▶ **TASK BRIEF**: Could you give the lines below as a two-column CSV with the headers input and output, one row per line, putting its text and its answer each in a single quoted field with line breaks replaced by spaces?

* Start EXCERPTED DATA *

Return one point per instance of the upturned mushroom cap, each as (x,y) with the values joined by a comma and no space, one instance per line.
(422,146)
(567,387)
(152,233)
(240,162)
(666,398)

* End EXCERPTED DATA *

▶ **COMPLETED EXERCISE**:
input,output
"Return one point per instance of the upturned mushroom cap, each as (x,y) with the values joined by a comma and no space, one instance per line.","(422,146) (567,387) (152,233) (240,162) (666,398)"